**ACTIVITIES**
a) Please copy the stretch of the HCA metadata standard text from "Significant experimental diversity" through "all future data.".
b) Pick up the HCA metadata standard text after its last sentence and continue it.

Schema are a superset of JSON schema and JSON schema validation (json-schema.org) with all extensions declarative in nature (i.e. no code is required to specify a schema). Extensions to the native JSON schema validation will be needed to support validation of ontology identifiers or other specific HCA requirements.
The HCA metadata standard is developed in a transparent and open manner so that the whole HCA community can participate in the process. The following design principles serve as a foundation for the metadata standard in order to ensure it meets the needs of HCA data contributors and consumers.
The HCA foresees active development of sample handling techniques, new experimental assays, and new data processing and analysis approaches in the field of cellular resolution biology. As such, the metadata standard needs to be able to adapt accordingly, with regular updates and a process for managing and tracking schema versions. By designing with this principle in mind, data requiring updates to the metadata standard can quickly be submitted to the HCA and made available to consumers.
Significant experimental diversity among HCA datasets is expected. The metadata standard must be flexible to support current as well as future predicted and unknown data types. This means that the same metadata standard should be able to describe data from plate-based single cell sequencing of organoids as well as RNAScope in situ hybridization experiments of preserved primary tissue samples. We anticipate that the HCA will expand to support other data modalities including controlled access data, model organism data, data from disease cohorts, proteomic, metabolomics, genomic, and metagenomic data, and possibly data from genetically engineered biological samples. By designing with the principle of flexibility in mind, the HCA metadata standard will be prepared to support all future data.

**Stored data entries**

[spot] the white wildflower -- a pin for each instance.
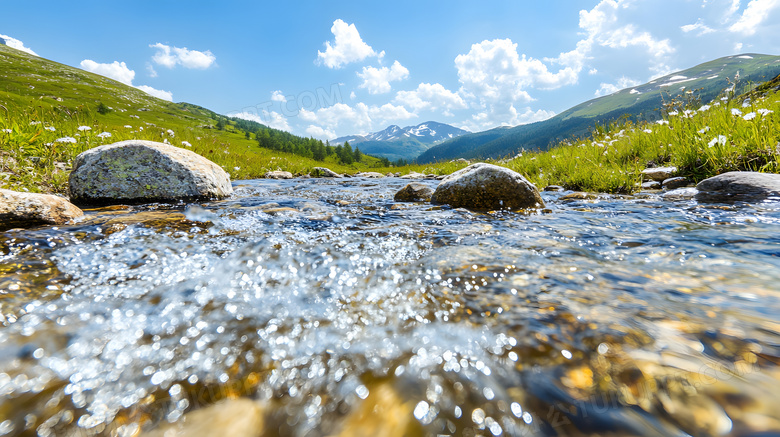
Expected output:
(720, 139)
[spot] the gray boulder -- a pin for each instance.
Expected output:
(414, 192)
(22, 210)
(658, 174)
(322, 172)
(739, 186)
(487, 187)
(137, 171)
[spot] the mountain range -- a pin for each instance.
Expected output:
(644, 102)
(406, 143)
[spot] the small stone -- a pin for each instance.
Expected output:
(278, 175)
(370, 175)
(672, 183)
(22, 210)
(680, 194)
(142, 172)
(579, 195)
(658, 174)
(413, 175)
(487, 187)
(739, 186)
(414, 192)
(323, 172)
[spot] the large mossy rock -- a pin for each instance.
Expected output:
(487, 187)
(22, 210)
(144, 171)
(741, 186)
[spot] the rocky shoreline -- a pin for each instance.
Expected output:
(137, 172)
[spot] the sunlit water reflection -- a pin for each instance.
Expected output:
(322, 300)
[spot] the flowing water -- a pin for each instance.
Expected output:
(337, 311)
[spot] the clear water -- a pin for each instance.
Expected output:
(315, 298)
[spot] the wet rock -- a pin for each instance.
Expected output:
(673, 183)
(370, 174)
(278, 175)
(658, 174)
(137, 171)
(322, 172)
(21, 210)
(414, 192)
(234, 418)
(413, 175)
(487, 186)
(579, 195)
(680, 194)
(739, 186)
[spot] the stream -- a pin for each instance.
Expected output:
(337, 311)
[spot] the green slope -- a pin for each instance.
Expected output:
(42, 101)
(643, 102)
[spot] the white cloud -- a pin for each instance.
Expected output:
(377, 80)
(15, 44)
(430, 97)
(169, 57)
(115, 70)
(160, 94)
(277, 96)
(347, 47)
(756, 12)
(622, 83)
(699, 26)
(320, 133)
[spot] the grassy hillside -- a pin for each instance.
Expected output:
(639, 103)
(49, 113)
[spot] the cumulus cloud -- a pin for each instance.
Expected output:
(431, 97)
(277, 96)
(160, 94)
(15, 44)
(115, 70)
(170, 57)
(699, 27)
(347, 47)
(120, 72)
(622, 83)
(320, 133)
(377, 80)
(756, 12)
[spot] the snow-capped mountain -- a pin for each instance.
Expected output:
(428, 133)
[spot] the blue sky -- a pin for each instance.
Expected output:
(327, 69)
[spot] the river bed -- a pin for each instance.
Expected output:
(333, 310)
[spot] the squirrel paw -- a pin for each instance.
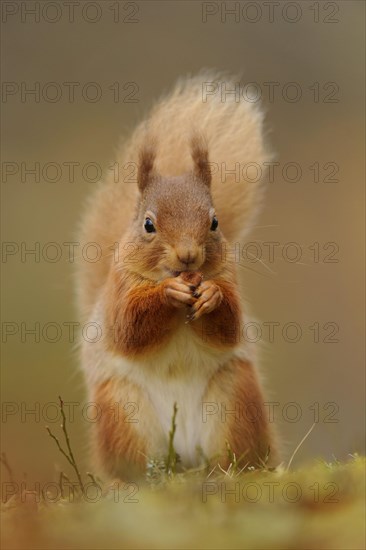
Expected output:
(208, 297)
(178, 292)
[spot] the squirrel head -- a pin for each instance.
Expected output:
(176, 222)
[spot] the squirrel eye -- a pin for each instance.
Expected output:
(149, 226)
(214, 224)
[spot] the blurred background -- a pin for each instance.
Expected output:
(96, 70)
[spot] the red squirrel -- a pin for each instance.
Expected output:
(166, 295)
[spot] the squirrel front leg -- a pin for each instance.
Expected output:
(141, 315)
(218, 308)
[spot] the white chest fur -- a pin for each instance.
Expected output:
(178, 373)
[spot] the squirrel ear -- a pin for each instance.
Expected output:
(199, 153)
(146, 164)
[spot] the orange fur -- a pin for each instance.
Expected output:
(167, 301)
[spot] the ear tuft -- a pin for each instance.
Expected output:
(145, 170)
(199, 153)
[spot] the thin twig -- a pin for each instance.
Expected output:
(299, 445)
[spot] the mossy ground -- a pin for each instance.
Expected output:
(320, 506)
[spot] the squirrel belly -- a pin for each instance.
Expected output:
(165, 291)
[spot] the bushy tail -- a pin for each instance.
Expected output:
(233, 129)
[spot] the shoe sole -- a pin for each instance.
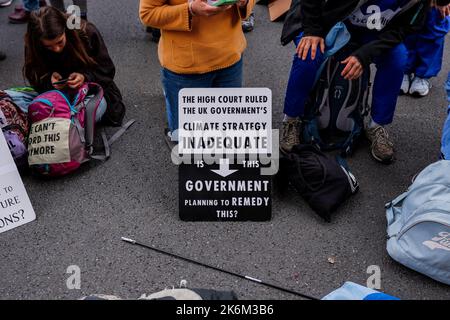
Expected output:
(385, 161)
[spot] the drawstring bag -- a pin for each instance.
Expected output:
(322, 181)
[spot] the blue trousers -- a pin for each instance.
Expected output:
(446, 132)
(31, 5)
(426, 49)
(230, 77)
(388, 80)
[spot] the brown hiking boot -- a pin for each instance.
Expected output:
(382, 148)
(290, 135)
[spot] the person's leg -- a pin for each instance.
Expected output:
(300, 84)
(430, 52)
(388, 80)
(445, 149)
(172, 84)
(411, 46)
(230, 77)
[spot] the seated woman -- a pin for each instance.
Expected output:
(53, 53)
(379, 27)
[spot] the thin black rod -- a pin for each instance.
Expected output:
(220, 270)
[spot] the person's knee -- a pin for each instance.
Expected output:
(397, 59)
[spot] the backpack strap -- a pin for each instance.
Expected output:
(121, 131)
(91, 111)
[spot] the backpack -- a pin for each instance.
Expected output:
(62, 132)
(354, 291)
(322, 181)
(335, 111)
(15, 126)
(419, 224)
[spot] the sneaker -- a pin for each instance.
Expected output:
(382, 148)
(249, 24)
(420, 87)
(290, 135)
(406, 84)
(5, 3)
(19, 17)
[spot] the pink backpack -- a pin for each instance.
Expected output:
(62, 132)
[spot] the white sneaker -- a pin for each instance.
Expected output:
(406, 84)
(420, 87)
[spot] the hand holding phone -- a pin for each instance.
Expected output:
(57, 81)
(204, 8)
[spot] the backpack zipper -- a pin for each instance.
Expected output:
(415, 222)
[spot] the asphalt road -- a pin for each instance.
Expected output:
(81, 218)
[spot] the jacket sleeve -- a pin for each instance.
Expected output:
(411, 21)
(158, 14)
(104, 71)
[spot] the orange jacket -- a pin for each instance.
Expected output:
(198, 44)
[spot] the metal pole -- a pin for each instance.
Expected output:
(220, 270)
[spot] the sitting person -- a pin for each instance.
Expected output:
(53, 52)
(426, 51)
(379, 27)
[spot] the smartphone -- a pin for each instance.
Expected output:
(63, 81)
(219, 3)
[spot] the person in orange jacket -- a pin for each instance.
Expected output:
(201, 46)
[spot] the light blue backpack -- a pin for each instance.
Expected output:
(419, 224)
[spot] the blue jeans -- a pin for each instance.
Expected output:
(230, 77)
(388, 80)
(426, 49)
(31, 5)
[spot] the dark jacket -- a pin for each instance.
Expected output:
(102, 73)
(317, 17)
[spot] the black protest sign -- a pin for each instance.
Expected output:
(225, 124)
(224, 192)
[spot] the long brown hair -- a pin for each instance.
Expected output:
(49, 23)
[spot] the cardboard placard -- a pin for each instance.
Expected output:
(15, 206)
(48, 142)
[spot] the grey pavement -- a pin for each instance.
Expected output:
(81, 218)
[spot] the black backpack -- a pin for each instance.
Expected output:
(322, 181)
(335, 111)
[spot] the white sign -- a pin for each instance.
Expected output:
(15, 206)
(225, 121)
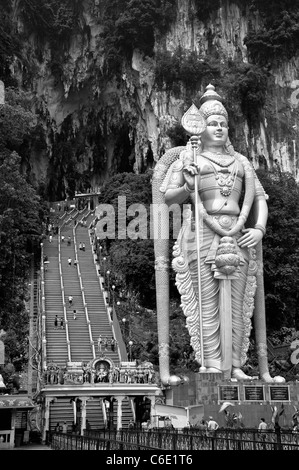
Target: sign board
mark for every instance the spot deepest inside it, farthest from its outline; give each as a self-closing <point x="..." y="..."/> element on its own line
<point x="254" y="393"/>
<point x="279" y="393"/>
<point x="2" y="355"/>
<point x="228" y="392"/>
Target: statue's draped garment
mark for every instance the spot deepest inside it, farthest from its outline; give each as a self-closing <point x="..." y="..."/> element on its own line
<point x="227" y="300"/>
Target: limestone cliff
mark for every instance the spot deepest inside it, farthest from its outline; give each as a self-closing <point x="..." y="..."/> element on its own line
<point x="94" y="124"/>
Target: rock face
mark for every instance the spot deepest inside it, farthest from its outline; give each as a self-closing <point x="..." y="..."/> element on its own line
<point x="93" y="125"/>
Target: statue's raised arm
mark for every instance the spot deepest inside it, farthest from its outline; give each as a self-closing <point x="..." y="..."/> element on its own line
<point x="218" y="253"/>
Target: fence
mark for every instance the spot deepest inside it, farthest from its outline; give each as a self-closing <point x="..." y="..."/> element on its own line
<point x="177" y="440"/>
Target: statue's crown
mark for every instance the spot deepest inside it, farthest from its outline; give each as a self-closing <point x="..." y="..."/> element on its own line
<point x="211" y="103"/>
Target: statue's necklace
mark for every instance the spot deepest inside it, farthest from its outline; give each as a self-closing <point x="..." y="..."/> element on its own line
<point x="221" y="159"/>
<point x="225" y="178"/>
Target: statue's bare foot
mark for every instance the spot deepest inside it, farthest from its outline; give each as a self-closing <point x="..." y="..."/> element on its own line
<point x="239" y="374"/>
<point x="213" y="370"/>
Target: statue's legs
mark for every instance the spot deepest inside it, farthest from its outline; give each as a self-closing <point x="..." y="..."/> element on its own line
<point x="238" y="293"/>
<point x="210" y="314"/>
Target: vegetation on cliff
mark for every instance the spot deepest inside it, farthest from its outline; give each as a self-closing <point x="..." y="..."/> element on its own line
<point x="21" y="216"/>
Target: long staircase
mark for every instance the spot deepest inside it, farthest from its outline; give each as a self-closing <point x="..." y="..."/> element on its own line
<point x="76" y="341"/>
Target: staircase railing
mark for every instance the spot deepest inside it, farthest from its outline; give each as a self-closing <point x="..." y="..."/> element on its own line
<point x="43" y="310"/>
<point x="83" y="295"/>
<point x="63" y="297"/>
<point x="116" y="331"/>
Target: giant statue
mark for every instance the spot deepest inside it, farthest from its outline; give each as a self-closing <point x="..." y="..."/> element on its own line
<point x="217" y="255"/>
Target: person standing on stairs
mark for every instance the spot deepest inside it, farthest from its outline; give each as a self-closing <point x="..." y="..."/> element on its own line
<point x="100" y="343"/>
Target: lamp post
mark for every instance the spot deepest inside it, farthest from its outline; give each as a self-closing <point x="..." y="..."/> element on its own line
<point x="113" y="295"/>
<point x="108" y="285"/>
<point x="130" y="349"/>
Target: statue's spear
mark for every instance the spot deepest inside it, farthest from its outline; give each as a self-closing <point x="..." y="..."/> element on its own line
<point x="194" y="124"/>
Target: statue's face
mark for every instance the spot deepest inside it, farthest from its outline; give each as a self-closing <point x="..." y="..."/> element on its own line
<point x="216" y="132"/>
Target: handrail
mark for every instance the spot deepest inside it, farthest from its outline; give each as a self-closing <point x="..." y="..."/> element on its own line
<point x="121" y="349"/>
<point x="43" y="311"/>
<point x="63" y="297"/>
<point x="83" y="294"/>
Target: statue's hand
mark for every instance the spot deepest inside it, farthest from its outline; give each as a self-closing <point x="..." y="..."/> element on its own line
<point x="250" y="238"/>
<point x="189" y="172"/>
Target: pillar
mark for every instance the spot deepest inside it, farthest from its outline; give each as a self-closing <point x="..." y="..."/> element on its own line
<point x="119" y="411"/>
<point x="47" y="418"/>
<point x="153" y="408"/>
<point x="84" y="401"/>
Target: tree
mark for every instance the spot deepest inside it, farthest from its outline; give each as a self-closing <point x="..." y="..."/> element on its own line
<point x="281" y="252"/>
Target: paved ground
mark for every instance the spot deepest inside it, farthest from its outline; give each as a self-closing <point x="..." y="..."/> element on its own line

**ANSWERS**
a)
Significant experimental diversity among HCA datasets is expected. The metadata standard must be flexible to support current as well as future predicted and unknown data types. This means that the same metadata standard should be able to describe data from plate-based single cell sequencing of organoids as well as RNAScope in situ hybridization experiments of preserved primary tissue samples. We anticipate that the HCA will expand to support other data modalities including controlled access data, model organism data, data from disease cohorts, proteomic, metabolomics, genomic, and metagenomic data, and possibly data from genetically engineered biological samples. By designing with the principle of flexibility in mind, the HCA metadata standard will be prepared to support all future data.

b)
To ensure those relying on the metadata standard are able to keep up with potentially rapid changes, the metadata standard is designed to be self-describing. The standard is stored as a series of individual JSON schemas which represent the entities and fields associated with them. These schemas contain all the information required to understand and interpret the metadata. Including field attributes such as a description and a user-facing, friendly term means one needs only to inspect the schema to be able to produce a variety of projections based on user requirements. The specifications for what metadata schemas must contain are fully described in the HCA Metadata Schema Style and Formatting Guide.
Some fields in the metadata standard accept a controlled set of vocabulary terms organized and structured in an ontology. For such fields, the metadata standard explicitly identifies the relevant ontology or a subset of the ontology that expresses valid values for that field. Metadata schemas also contain the requirements for validation of metadata documents against the standard. Each schema explicitly states which metadata fields are required, the JSON specification the schema adheres to, and that no custom or additional properties are allowed.